[TASK] The required output consists solely of the lines from the line containing "Please put a point on the child in beige" through the end of the records, copied exactly.

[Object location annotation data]
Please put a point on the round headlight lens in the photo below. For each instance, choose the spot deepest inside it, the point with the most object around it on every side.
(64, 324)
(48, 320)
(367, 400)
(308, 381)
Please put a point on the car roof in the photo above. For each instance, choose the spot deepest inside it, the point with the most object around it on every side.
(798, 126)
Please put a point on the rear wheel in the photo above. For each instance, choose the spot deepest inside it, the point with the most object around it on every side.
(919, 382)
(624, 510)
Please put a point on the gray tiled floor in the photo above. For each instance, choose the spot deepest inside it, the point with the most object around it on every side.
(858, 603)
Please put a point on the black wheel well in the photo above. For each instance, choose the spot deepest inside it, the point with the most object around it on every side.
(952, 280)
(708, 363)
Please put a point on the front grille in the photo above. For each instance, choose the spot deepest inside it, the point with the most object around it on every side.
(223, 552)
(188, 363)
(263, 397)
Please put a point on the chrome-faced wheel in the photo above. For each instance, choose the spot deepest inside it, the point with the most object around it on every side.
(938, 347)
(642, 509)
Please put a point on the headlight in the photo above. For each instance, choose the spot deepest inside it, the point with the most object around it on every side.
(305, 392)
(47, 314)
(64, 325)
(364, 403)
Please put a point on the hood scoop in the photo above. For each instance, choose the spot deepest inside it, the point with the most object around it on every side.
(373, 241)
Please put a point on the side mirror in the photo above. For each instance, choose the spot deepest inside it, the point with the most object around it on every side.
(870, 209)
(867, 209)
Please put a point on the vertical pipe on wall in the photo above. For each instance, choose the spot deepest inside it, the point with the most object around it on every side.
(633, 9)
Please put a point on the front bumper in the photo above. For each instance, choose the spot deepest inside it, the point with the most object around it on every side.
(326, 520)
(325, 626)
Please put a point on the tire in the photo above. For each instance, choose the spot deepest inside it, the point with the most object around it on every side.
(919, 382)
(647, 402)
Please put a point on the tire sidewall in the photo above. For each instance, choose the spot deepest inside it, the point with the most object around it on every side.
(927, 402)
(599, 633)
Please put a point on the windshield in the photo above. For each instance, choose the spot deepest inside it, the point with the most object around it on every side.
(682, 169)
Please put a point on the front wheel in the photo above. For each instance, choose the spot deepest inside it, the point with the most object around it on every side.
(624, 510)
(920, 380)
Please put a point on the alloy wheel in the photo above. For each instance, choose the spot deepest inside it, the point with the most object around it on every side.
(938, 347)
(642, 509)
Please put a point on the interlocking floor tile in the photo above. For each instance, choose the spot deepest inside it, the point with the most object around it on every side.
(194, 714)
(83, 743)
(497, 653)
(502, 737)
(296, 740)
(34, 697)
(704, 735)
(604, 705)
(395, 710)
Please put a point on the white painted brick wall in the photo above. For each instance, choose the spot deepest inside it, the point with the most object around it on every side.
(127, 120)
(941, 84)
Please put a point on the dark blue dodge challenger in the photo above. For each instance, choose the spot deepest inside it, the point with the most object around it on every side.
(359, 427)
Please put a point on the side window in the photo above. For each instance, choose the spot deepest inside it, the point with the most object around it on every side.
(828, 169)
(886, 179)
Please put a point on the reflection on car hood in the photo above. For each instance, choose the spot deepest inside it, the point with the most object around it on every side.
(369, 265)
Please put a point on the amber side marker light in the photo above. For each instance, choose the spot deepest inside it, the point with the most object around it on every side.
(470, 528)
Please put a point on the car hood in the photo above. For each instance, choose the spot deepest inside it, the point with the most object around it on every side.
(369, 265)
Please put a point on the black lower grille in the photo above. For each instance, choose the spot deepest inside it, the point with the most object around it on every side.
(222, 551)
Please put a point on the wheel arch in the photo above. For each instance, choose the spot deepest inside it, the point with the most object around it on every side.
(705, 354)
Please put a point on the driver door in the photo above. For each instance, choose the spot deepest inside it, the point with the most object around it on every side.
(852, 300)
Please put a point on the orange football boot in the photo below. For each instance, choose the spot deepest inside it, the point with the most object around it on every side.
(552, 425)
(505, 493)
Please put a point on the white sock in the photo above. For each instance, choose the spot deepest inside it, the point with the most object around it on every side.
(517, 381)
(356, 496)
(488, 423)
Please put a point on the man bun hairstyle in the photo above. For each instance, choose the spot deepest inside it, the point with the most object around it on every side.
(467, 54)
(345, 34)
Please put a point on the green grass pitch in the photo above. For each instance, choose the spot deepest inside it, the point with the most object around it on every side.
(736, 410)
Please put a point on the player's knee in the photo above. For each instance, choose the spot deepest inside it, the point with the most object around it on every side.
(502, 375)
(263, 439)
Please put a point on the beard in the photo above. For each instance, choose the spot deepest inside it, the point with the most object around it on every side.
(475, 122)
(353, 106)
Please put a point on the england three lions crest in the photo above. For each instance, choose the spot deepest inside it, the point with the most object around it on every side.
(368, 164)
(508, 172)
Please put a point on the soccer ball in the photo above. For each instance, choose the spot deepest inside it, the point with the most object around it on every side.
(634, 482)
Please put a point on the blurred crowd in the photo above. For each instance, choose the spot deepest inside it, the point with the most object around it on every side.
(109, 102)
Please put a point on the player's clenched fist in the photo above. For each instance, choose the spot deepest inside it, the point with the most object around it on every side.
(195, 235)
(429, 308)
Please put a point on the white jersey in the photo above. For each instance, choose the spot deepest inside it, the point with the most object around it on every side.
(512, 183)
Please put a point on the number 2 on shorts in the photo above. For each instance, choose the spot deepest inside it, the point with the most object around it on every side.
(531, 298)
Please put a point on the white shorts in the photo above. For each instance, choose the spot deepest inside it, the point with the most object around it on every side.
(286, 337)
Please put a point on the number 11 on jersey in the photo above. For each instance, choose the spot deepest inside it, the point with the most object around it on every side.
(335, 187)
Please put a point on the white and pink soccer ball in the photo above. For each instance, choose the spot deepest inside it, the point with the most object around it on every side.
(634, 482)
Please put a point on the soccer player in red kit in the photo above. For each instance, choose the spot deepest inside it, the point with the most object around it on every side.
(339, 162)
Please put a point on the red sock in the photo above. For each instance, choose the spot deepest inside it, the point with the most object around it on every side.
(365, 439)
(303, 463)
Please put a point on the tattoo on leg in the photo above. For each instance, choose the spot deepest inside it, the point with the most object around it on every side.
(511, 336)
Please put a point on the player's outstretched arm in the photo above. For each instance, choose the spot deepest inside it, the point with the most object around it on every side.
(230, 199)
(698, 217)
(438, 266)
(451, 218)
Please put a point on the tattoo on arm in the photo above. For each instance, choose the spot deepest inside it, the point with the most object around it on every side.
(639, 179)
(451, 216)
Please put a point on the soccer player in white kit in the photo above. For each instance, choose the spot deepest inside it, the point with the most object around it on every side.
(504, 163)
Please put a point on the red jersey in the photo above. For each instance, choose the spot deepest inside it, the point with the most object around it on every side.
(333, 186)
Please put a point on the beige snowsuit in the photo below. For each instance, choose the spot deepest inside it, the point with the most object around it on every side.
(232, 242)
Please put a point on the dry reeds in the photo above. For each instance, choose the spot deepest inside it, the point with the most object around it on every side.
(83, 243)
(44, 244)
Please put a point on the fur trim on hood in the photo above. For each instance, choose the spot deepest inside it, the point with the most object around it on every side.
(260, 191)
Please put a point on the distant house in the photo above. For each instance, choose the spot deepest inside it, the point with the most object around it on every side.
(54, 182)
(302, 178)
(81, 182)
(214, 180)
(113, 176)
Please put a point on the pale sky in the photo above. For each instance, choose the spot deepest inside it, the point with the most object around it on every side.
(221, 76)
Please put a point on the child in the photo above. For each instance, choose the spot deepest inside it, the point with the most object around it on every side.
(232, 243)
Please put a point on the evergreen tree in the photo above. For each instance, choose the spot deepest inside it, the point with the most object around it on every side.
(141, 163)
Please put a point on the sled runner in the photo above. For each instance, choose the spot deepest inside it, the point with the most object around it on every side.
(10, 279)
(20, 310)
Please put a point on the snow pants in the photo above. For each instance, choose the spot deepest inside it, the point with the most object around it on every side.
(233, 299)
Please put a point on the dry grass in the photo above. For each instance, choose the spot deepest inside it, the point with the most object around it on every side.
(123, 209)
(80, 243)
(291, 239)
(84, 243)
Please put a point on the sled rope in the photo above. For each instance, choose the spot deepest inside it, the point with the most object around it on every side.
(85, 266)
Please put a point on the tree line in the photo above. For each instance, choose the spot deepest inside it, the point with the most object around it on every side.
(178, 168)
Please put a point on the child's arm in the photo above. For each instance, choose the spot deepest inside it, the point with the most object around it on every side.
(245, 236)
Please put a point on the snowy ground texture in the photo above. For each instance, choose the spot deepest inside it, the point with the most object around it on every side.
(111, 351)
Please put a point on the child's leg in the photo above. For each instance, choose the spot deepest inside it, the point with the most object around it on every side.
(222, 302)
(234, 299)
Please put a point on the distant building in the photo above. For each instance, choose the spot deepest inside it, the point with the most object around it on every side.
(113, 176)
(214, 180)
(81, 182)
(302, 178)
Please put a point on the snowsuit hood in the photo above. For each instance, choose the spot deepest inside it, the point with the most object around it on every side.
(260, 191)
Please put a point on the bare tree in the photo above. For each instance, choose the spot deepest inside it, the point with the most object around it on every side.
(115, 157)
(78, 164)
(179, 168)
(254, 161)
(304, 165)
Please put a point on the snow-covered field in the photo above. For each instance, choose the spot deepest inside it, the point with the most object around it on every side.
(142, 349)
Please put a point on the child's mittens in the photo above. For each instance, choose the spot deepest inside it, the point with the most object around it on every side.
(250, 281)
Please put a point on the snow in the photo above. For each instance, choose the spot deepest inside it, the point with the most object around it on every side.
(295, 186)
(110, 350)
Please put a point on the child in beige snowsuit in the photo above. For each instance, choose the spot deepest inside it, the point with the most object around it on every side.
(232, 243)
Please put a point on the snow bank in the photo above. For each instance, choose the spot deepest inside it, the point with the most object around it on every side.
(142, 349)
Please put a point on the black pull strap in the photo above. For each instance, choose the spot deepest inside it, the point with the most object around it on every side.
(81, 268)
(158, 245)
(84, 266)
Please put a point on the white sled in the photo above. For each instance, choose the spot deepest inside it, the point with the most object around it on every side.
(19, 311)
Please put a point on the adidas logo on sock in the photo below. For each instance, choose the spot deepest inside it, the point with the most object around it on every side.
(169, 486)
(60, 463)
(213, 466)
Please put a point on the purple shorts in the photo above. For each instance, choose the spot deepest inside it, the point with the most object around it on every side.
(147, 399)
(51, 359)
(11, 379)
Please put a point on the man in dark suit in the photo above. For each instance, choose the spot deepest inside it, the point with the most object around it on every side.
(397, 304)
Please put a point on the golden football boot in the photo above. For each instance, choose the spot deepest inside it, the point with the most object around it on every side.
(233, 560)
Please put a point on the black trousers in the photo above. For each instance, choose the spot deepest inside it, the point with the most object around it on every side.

[FULL ANSWER]
Please put a point on the child in beige snowsuit in the photo above. For each instance, choose the spot deepest inside it, the point with the most object around it on every side.
(232, 243)
Please put a point on the snow bank in the photo above. For each instance, choose the spot deepest inside it, the point with the most object around it on every side.
(142, 349)
Please put a point on the black pull strap in the photo above. For each instance, choose the spot deepest inside it, the point with the most object around it on every side.
(81, 268)
(158, 245)
(84, 266)
Please put a point on the white sled in the photo above. For each instance, choose the spot deepest inside it, the point with the most object around it on every side.
(19, 311)
Please put a point on the adidas logo on sock in the photo below. For each instance, choose the spot deepest inside it, the point with the most object around it on every side.
(169, 486)
(60, 463)
(213, 466)
Please put a point on the purple shorts in the photo above. For each instance, choose the spot deepest inside it, the point with the most object around it on every side.
(147, 399)
(51, 359)
(11, 379)
Please put a point on the man in dark suit in the photo above. For each instance, choose the spot deepest inside it, the point with the most object around it on every side.
(397, 304)
Please put a point on the golden football boot in the photo above. For each instance, choose the spot deepest inside it, the point with the most object around it on every side.
(233, 560)
Please put a point on the black trousers in the photo above. For each instance, choose the spot deepest inside it, the point with the most object around it on every side.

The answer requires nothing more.